# START OF SUPPLIED RECORDS

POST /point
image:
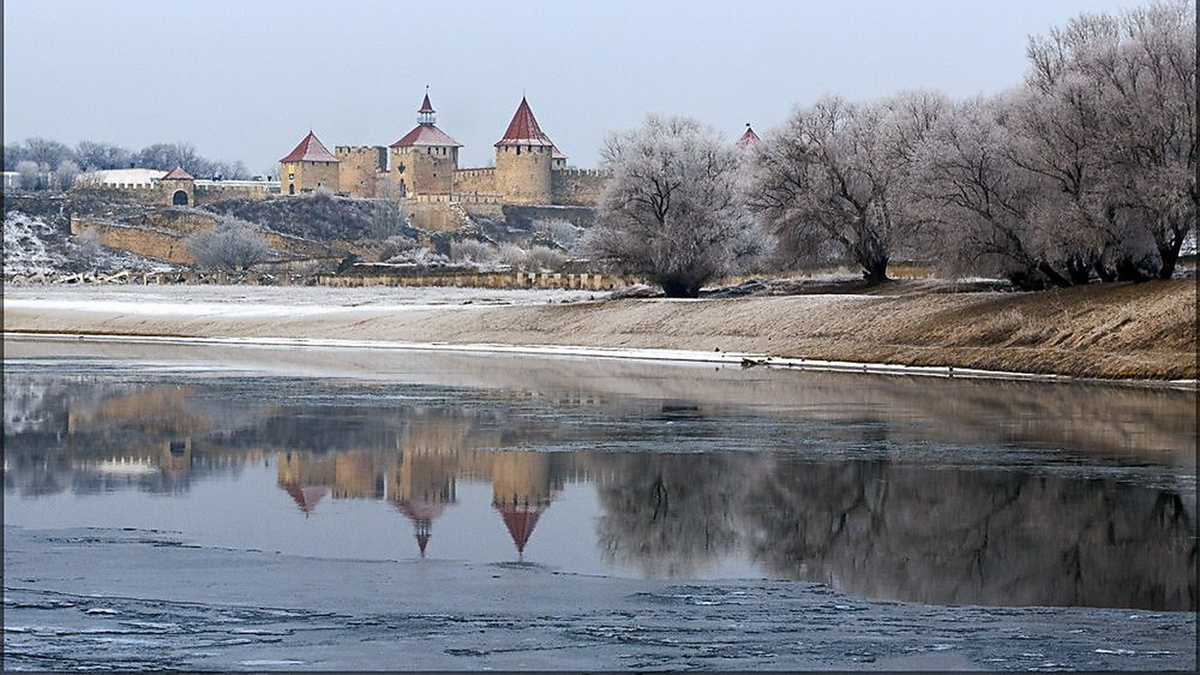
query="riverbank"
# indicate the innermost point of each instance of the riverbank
(1144, 332)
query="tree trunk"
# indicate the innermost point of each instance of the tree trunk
(679, 288)
(1170, 257)
(1079, 270)
(1053, 275)
(875, 272)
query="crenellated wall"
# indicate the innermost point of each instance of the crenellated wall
(576, 187)
(474, 181)
(359, 168)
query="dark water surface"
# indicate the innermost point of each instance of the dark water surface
(921, 490)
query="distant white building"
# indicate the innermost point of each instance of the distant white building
(121, 178)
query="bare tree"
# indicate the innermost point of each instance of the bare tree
(65, 174)
(672, 210)
(231, 245)
(33, 175)
(837, 178)
(99, 156)
(1109, 118)
(982, 204)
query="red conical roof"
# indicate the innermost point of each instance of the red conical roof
(426, 135)
(520, 519)
(178, 173)
(310, 150)
(748, 138)
(307, 496)
(421, 513)
(523, 129)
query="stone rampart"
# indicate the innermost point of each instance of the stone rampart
(579, 187)
(163, 234)
(522, 215)
(475, 180)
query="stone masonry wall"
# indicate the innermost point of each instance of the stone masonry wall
(474, 181)
(358, 169)
(576, 187)
(522, 173)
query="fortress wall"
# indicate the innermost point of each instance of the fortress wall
(432, 214)
(474, 181)
(207, 193)
(426, 171)
(307, 177)
(579, 187)
(143, 242)
(522, 215)
(358, 169)
(163, 234)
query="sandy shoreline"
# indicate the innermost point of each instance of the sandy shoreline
(1144, 333)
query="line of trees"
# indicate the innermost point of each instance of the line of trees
(46, 163)
(1086, 171)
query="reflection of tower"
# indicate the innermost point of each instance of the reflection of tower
(521, 491)
(424, 481)
(175, 460)
(305, 479)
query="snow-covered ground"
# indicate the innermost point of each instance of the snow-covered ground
(189, 299)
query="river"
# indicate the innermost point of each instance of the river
(228, 476)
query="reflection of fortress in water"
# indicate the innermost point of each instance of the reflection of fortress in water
(420, 477)
(864, 521)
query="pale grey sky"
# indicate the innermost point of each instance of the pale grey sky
(245, 79)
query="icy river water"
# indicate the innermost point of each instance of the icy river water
(239, 508)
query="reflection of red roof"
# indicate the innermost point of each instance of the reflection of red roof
(421, 513)
(426, 135)
(307, 496)
(310, 150)
(521, 519)
(178, 173)
(523, 129)
(748, 138)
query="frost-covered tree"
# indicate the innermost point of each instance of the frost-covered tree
(981, 203)
(33, 175)
(1108, 117)
(231, 245)
(93, 155)
(672, 210)
(837, 178)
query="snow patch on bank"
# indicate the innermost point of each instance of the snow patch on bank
(568, 351)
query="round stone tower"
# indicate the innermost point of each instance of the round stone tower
(424, 161)
(523, 160)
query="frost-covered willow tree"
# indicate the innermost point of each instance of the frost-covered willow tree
(837, 177)
(1108, 118)
(672, 210)
(231, 245)
(984, 208)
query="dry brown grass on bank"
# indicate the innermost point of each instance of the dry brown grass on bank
(1111, 330)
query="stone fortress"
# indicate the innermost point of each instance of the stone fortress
(423, 168)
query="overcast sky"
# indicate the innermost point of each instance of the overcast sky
(245, 79)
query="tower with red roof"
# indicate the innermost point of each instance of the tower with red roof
(424, 160)
(307, 167)
(525, 159)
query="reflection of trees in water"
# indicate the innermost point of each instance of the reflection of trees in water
(973, 537)
(669, 514)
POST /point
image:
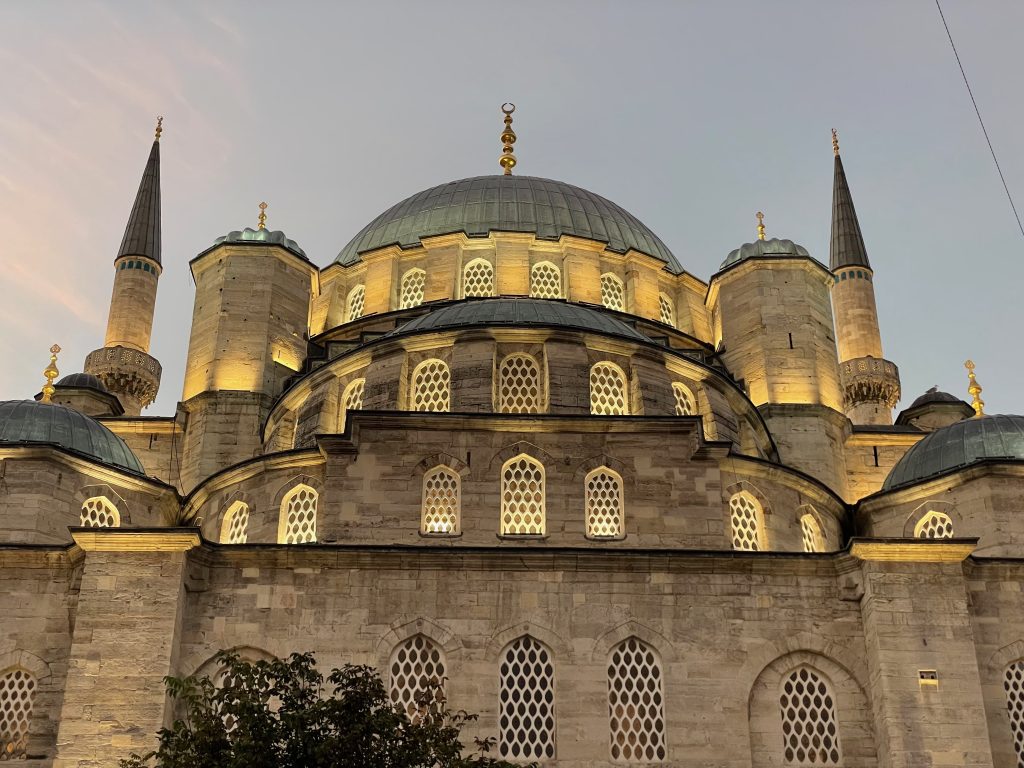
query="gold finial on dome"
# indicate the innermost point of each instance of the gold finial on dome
(507, 160)
(51, 374)
(975, 389)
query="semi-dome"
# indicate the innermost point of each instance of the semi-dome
(516, 204)
(958, 445)
(29, 422)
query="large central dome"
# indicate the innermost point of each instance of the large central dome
(513, 204)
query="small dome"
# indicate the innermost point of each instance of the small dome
(28, 422)
(773, 247)
(958, 445)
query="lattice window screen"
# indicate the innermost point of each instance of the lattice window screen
(685, 404)
(612, 292)
(519, 385)
(298, 513)
(522, 497)
(546, 281)
(478, 279)
(16, 690)
(810, 728)
(440, 501)
(636, 709)
(98, 512)
(413, 284)
(432, 386)
(1013, 683)
(604, 504)
(417, 667)
(607, 390)
(356, 298)
(526, 723)
(748, 526)
(934, 525)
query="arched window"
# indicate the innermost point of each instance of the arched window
(413, 284)
(98, 512)
(685, 403)
(748, 522)
(522, 497)
(298, 516)
(17, 688)
(478, 279)
(519, 385)
(351, 399)
(636, 707)
(607, 390)
(667, 310)
(417, 672)
(353, 307)
(431, 386)
(934, 524)
(440, 502)
(605, 509)
(526, 721)
(810, 727)
(545, 281)
(612, 292)
(235, 526)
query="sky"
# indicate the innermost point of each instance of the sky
(692, 116)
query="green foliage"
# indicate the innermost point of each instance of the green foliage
(283, 714)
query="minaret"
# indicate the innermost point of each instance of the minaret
(870, 383)
(124, 364)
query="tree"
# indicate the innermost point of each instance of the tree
(283, 714)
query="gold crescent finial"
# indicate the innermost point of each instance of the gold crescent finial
(51, 373)
(975, 389)
(507, 160)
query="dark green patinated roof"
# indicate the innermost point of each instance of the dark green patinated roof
(517, 204)
(28, 422)
(958, 445)
(519, 312)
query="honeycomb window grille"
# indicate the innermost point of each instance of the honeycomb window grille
(413, 284)
(298, 516)
(810, 726)
(612, 292)
(545, 281)
(636, 706)
(235, 526)
(934, 524)
(99, 512)
(17, 688)
(478, 279)
(356, 299)
(747, 520)
(441, 503)
(607, 390)
(418, 677)
(431, 386)
(526, 720)
(605, 508)
(685, 402)
(522, 497)
(519, 385)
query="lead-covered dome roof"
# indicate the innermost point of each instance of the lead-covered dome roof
(515, 204)
(958, 445)
(29, 422)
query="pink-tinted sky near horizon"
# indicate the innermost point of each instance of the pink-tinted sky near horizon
(692, 116)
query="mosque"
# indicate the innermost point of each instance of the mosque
(508, 441)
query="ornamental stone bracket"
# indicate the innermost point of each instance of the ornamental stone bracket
(869, 380)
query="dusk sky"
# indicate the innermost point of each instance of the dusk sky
(692, 116)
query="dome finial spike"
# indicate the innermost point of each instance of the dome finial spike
(507, 160)
(51, 374)
(975, 389)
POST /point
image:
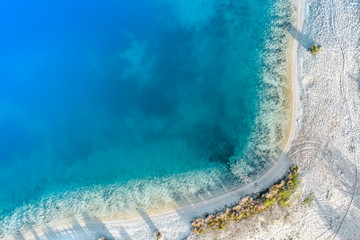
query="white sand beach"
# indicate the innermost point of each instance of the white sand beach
(324, 143)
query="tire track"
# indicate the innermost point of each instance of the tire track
(343, 95)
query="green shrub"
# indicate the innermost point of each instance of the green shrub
(315, 49)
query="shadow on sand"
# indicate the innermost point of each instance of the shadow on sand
(303, 40)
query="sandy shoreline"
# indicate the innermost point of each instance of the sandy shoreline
(323, 142)
(176, 223)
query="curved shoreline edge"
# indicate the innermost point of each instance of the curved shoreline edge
(176, 224)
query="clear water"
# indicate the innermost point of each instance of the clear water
(106, 107)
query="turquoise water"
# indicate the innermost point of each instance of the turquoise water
(110, 107)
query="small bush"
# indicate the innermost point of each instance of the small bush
(278, 193)
(315, 49)
(308, 199)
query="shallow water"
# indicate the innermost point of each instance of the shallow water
(110, 107)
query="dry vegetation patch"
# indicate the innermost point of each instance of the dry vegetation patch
(248, 206)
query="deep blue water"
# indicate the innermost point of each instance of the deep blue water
(98, 97)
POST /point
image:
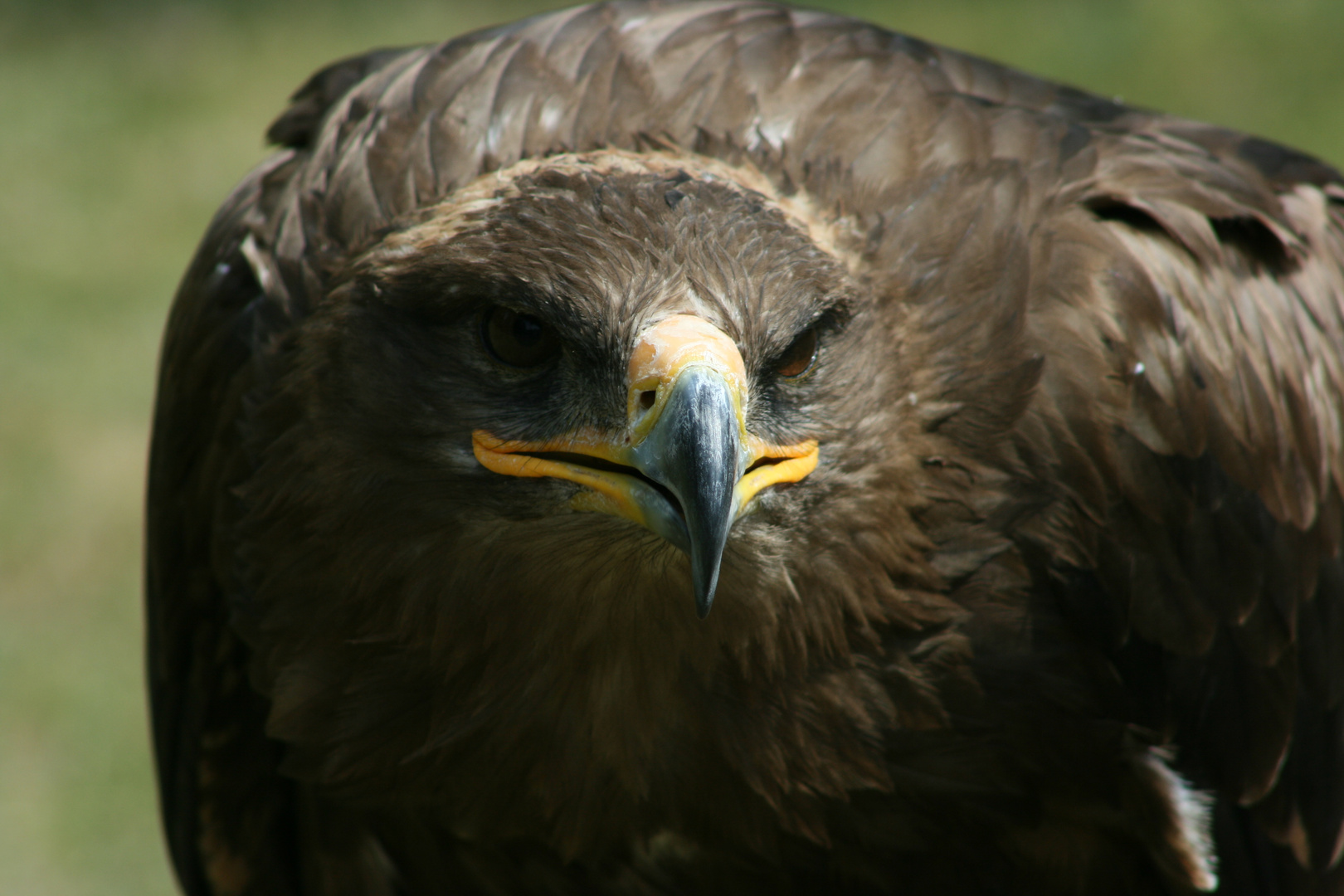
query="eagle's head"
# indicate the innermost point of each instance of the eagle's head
(531, 433)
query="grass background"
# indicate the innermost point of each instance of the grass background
(124, 125)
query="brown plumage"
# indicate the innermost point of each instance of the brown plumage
(1059, 610)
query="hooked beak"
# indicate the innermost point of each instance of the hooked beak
(684, 466)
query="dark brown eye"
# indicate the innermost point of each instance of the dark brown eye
(797, 359)
(519, 340)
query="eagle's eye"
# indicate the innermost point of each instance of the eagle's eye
(799, 358)
(519, 340)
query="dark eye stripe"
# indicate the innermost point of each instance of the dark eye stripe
(519, 340)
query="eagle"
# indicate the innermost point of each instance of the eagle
(719, 448)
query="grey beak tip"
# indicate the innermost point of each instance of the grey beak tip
(702, 605)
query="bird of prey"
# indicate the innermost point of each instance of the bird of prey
(717, 448)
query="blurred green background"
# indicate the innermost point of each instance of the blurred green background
(124, 125)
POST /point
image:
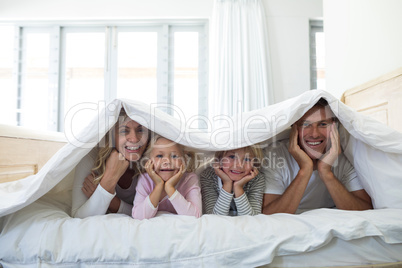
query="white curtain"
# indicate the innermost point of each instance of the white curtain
(240, 77)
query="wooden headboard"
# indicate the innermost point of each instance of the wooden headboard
(24, 151)
(380, 98)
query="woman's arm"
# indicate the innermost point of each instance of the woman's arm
(98, 203)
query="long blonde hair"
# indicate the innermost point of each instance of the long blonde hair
(106, 149)
(188, 154)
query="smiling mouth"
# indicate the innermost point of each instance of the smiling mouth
(313, 143)
(132, 148)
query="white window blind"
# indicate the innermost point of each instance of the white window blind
(56, 71)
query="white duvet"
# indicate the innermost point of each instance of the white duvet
(36, 228)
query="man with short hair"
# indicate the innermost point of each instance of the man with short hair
(315, 173)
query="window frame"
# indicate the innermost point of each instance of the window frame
(315, 26)
(165, 75)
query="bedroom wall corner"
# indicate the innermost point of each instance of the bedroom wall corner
(363, 41)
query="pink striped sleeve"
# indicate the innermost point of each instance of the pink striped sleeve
(142, 206)
(187, 198)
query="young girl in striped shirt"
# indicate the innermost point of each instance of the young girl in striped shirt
(233, 186)
(168, 183)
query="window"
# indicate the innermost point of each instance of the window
(49, 73)
(317, 55)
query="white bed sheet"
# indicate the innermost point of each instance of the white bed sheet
(41, 232)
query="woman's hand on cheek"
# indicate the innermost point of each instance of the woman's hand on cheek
(149, 167)
(89, 187)
(116, 165)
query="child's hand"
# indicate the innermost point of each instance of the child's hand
(227, 183)
(149, 167)
(240, 183)
(172, 182)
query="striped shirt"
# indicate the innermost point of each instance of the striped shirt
(217, 201)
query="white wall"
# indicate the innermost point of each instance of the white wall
(104, 9)
(363, 41)
(288, 32)
(288, 27)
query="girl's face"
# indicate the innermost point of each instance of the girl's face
(167, 157)
(131, 139)
(237, 164)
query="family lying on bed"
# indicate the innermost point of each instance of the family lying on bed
(136, 175)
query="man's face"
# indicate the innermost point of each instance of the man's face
(314, 131)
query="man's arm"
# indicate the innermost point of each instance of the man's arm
(289, 201)
(343, 199)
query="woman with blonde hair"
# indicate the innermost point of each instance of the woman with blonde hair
(106, 178)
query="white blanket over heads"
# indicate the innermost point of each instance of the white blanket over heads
(374, 149)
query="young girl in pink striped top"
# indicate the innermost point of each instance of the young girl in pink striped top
(168, 183)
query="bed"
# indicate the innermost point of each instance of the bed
(37, 230)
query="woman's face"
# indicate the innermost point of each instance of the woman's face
(131, 139)
(167, 157)
(237, 164)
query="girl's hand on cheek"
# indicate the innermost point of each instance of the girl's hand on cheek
(149, 167)
(247, 178)
(172, 182)
(226, 181)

# END OF SUPPLIED RECORDS

**TO BE DONE**
Rewrite the records starting at the top and ending with the line that contains "(1086, 171)", swapping "crenellated wall" for "battlemented wall" and leaving everything else the same. Omit the pictures.

**OUTPUT**
POST /point
image:
query="riverbank"
# indicate the innermost point of each instance of the riverbank
(1144, 332)
query="tree trunk"
# indicate the innermost point of each instance of the tree trunk
(679, 288)
(1170, 257)
(1079, 270)
(1053, 275)
(875, 272)
query="battlemented wall"
# indicate the innermost point of each instance of the battlemented wall
(576, 187)
(474, 181)
(359, 168)
query="dark water surface"
# indicate the innermost point of each instance of the dark water surface
(921, 490)
query="distant white building"
# indicate the innermost point of each instance of the distant white building
(121, 178)
query="bare tree"
# indicate the innermost point of each instance of the bare tree
(65, 174)
(672, 210)
(231, 245)
(33, 175)
(837, 178)
(99, 156)
(1109, 118)
(982, 204)
query="red conical roof"
# indicate the innermost point of each instance of the red conical roof
(426, 135)
(520, 519)
(178, 173)
(310, 150)
(748, 138)
(307, 496)
(421, 513)
(523, 129)
query="stone rampart"
# indicate the innermost point of each instance of the stone rampart
(579, 187)
(163, 234)
(522, 215)
(475, 180)
query="stone masonry wall"
# indicate the innermost point of each instance of the stone masonry wall
(474, 181)
(358, 169)
(576, 187)
(522, 173)
query="fortress wall"
# indicate the innermost point of each instance of the fortress wall
(432, 214)
(474, 181)
(207, 193)
(426, 171)
(307, 177)
(579, 187)
(143, 242)
(522, 215)
(358, 169)
(163, 234)
query="sandy shoreline"
# indicate the innermost point of each instance of the sandy shoreline
(1144, 333)
query="line of trees"
# indicate the innermost point of each instance of the line of trees
(46, 163)
(1086, 171)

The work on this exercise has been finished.